- Born: September 21, 1942 Vienna, Austria

Academic background
- Alma mater: University of California, Los Angeles;
- Academic advisor: C. Scott Littleton;
- Influences: Georges Dumézil

Academic work
- Discipline: Linguistics
- Sub-discipline: Germanic studies; Indo-European studies;
- Main interests: Germanic mythology; Indo-European mythology;

= Udo Strutynski =

American linguist

Udo Mario Strutynski (born September 21, 1942) is an Austrian-born American linguist and lawyer. As a linguist, Strutynski specializes in Indo-European and Germanic studies, particularly the study of Germanic and Indo-European mythology. As a lawyer he has distinguished himself to helping out victims of the sexual abuse scandal in the Catholic archdiocese of Los Angeles, of which he is himself a survivor.

==Biography==
Udo Strutynski was born in Vienna, Austria on 21 September 1942. Together with his mother, Strutynski came to Los Angeles as a refugee in 1950. His mother was a devout Roman Catholic. Having graduated at the head of his class at Loyola High School, Strutynski received his A.B. from Loyola Marymount University in 1963, his M.A. from the University of California, Los Angeles (UCLA) in 1966, and his Ph.D. in Germanic languages from UCLA in 1975. He subsequently served as Assosicate Editor at University of California Press (1975-1978), Assistant Professor of Anthropology at Occidental College (1979-1980) and Assistant Professor of Comparative Literature and Germanic at Northwestern University (1980-?). He became a member of the Modern Language Association.

Strutynski specializes in the study Germanic and Indo-European mythology, epic poetry, and Germanic and European folklore. He has authored a number of influential studies on those subjects. His research is strongly influenced by that of Georges Dumézil.

▶ Stored data
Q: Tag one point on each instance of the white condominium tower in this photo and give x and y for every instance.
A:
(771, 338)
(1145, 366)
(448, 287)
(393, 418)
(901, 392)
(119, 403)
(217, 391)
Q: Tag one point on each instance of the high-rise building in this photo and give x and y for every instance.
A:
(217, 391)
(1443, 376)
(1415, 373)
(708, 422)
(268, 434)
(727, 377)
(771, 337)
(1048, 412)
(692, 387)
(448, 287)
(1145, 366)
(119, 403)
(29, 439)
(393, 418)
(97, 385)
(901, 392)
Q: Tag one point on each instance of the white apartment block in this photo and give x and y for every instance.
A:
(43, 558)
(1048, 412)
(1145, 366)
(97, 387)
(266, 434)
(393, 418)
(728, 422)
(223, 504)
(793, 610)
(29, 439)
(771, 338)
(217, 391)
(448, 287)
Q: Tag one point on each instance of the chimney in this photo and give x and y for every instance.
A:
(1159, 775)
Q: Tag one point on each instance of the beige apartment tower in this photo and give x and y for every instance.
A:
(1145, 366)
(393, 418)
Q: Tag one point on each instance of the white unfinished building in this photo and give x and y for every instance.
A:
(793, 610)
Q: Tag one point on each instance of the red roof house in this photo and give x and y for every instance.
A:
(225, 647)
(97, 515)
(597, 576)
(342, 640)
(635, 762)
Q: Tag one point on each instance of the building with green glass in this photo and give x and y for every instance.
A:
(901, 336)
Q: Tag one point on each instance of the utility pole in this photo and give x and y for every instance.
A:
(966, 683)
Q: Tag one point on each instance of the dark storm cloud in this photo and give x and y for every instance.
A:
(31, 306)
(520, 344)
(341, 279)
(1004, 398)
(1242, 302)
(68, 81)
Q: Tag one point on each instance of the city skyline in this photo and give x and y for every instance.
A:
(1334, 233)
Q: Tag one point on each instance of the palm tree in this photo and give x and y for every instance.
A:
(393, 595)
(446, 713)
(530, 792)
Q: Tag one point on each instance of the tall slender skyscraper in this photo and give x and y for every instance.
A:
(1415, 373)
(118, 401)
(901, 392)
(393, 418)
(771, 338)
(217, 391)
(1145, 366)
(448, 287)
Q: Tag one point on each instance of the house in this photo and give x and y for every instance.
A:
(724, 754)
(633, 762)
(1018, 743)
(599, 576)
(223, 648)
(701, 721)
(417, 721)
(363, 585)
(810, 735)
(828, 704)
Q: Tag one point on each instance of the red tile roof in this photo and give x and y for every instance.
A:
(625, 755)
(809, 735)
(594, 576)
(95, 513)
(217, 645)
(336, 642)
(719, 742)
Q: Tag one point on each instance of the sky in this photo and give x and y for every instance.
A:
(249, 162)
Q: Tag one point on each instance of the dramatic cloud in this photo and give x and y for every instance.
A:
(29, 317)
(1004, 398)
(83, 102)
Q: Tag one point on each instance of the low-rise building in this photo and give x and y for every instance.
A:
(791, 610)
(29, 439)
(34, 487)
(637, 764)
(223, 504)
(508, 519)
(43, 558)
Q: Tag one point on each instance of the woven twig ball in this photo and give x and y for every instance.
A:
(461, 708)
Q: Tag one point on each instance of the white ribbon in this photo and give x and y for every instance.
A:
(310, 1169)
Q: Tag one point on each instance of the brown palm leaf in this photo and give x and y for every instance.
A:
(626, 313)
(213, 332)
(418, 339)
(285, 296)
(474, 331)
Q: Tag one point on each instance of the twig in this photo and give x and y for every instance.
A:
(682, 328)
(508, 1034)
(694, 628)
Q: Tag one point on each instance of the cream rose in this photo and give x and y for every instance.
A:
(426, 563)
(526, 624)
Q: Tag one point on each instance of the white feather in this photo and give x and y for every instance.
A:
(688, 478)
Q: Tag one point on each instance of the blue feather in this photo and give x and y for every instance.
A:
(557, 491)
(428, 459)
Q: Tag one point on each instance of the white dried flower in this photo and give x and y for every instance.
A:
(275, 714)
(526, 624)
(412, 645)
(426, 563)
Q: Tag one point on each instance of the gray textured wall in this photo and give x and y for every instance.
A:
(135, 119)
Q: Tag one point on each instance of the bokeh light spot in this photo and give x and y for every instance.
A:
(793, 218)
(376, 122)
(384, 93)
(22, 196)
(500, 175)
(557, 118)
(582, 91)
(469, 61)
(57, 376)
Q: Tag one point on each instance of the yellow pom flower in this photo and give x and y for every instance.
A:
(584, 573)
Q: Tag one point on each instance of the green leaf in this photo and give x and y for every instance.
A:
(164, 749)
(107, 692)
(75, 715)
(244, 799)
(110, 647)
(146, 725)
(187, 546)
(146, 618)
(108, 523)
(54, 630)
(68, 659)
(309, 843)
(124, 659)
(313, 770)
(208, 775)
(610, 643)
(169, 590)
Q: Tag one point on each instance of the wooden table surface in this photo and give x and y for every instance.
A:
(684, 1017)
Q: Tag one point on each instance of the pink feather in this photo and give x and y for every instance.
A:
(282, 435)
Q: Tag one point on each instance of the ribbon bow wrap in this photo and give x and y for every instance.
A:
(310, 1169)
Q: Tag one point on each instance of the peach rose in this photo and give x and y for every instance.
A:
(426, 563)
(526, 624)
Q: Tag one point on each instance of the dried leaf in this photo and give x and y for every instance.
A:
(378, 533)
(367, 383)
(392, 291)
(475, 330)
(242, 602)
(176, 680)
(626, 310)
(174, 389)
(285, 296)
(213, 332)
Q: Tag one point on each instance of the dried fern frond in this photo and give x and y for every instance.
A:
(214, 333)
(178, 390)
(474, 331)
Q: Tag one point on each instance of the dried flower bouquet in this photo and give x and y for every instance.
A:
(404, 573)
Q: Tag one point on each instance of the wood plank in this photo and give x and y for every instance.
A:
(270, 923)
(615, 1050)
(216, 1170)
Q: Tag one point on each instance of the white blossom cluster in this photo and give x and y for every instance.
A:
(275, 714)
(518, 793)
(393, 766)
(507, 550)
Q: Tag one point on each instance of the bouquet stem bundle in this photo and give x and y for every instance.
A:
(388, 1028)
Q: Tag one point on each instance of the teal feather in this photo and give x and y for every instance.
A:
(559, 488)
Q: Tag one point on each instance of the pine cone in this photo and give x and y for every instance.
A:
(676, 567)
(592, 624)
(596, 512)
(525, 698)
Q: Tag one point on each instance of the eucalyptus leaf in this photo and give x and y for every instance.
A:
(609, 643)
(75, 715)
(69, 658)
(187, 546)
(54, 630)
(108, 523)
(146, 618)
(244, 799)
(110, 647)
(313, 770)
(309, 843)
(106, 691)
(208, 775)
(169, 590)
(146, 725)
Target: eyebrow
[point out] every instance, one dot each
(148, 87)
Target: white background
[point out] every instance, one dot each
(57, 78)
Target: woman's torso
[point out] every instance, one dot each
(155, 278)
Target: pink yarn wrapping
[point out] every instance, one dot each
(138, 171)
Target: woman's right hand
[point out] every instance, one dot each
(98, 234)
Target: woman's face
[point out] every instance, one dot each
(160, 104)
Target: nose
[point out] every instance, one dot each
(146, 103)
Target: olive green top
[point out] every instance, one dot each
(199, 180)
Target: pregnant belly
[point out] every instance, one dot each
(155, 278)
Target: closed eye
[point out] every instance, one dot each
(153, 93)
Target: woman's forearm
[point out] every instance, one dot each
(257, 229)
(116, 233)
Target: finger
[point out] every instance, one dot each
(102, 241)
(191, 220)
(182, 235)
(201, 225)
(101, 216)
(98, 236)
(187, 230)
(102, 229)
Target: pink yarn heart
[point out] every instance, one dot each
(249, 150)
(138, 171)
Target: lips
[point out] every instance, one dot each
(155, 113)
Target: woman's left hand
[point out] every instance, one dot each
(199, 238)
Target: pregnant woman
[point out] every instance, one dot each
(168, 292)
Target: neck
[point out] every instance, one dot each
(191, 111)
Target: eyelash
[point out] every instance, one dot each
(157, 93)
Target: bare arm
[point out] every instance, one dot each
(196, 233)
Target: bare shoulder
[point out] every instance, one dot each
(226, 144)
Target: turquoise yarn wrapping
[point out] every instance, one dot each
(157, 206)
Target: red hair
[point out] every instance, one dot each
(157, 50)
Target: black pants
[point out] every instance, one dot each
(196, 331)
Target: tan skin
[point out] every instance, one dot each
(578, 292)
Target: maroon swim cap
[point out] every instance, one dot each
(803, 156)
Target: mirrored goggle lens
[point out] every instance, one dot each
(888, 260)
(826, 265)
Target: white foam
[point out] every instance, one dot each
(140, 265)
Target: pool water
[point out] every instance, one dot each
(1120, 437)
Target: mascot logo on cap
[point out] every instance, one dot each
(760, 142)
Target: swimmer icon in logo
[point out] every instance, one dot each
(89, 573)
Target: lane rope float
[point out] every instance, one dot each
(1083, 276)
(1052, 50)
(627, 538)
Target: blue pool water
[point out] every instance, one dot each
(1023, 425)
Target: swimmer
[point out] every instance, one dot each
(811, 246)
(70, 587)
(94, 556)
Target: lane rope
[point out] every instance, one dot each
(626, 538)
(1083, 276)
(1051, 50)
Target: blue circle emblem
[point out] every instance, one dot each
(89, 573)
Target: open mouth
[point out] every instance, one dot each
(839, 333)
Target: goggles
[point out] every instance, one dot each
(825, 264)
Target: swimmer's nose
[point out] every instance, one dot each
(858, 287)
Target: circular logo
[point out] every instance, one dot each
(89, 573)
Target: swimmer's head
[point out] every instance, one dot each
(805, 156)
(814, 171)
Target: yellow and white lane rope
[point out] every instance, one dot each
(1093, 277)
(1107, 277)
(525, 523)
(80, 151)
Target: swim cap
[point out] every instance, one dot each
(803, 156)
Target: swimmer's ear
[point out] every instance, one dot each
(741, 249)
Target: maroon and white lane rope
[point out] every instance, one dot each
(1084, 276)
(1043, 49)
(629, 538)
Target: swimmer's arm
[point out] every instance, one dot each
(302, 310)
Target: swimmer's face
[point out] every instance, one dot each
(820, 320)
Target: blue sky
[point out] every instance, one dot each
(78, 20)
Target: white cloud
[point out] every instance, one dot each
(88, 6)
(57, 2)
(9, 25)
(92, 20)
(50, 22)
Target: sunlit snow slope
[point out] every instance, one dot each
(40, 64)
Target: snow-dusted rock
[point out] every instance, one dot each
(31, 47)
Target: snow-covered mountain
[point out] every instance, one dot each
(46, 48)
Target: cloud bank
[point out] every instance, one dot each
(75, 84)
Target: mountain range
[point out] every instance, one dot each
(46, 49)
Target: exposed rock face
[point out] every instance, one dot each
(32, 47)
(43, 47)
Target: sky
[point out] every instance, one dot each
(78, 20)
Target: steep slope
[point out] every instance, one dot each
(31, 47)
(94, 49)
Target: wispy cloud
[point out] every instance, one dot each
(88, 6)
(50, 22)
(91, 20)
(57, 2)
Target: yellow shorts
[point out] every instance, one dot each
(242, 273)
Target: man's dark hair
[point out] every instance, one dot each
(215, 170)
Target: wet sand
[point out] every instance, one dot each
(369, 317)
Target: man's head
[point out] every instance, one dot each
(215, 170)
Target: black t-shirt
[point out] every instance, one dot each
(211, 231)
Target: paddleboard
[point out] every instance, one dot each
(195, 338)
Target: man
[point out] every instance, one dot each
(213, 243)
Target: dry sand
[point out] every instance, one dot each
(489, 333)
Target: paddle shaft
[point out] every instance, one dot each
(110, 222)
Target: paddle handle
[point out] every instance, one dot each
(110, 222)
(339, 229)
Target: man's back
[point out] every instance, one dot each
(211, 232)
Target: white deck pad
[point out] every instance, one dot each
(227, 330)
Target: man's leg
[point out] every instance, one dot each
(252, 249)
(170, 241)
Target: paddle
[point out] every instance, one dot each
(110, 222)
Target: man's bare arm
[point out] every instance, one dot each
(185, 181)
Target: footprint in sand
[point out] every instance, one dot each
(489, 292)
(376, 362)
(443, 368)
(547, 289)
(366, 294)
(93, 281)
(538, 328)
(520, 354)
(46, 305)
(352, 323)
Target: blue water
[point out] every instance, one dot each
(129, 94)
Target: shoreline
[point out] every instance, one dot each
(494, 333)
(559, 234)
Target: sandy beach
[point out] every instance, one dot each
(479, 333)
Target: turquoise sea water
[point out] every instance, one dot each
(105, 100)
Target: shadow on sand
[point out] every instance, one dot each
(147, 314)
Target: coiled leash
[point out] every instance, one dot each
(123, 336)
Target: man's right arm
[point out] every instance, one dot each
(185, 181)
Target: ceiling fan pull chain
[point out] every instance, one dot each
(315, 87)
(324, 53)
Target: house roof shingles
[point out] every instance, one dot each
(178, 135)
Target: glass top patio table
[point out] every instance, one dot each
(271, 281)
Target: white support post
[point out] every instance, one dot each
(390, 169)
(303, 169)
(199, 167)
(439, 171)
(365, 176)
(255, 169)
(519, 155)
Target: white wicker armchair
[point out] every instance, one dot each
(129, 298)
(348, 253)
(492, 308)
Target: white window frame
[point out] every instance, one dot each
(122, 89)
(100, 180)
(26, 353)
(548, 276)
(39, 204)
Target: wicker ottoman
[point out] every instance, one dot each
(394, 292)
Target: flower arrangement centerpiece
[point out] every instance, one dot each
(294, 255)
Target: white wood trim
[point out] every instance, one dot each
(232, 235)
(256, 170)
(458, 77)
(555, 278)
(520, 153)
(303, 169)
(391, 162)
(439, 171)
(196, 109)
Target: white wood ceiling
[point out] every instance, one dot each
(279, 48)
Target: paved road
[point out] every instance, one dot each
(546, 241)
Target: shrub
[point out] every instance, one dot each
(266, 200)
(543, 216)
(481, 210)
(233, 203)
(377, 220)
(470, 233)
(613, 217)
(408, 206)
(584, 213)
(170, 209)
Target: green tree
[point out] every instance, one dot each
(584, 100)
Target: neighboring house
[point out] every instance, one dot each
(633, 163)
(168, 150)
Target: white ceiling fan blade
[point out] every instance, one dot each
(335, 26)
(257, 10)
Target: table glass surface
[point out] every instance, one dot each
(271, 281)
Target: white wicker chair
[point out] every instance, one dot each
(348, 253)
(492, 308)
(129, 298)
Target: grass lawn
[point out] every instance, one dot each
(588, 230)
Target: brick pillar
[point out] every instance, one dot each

▶ What is being asked
Reproduce word for word the stretch of the Udo Strutynski biography above that begins at "Academic work" and stops after "himself a survivor.".

▶ Task result
Academic work
- Discipline: Linguistics
- Sub-discipline: Germanic studies; Indo-European studies;
- Main interests: Germanic mythology; Indo-European mythology;

= Udo Strutynski =

American linguist

Udo Mario Strutynski (born September 21, 1942) is an Austrian-born American linguist and lawyer. As a linguist, Strutynski specializes in Indo-European and Germanic studies, particularly the study of Germanic and Indo-European mythology. As a lawyer he has distinguished himself to helping out victims of the sexual abuse scandal in the Catholic archdiocese of Los Angeles, of which he is himself a survivor.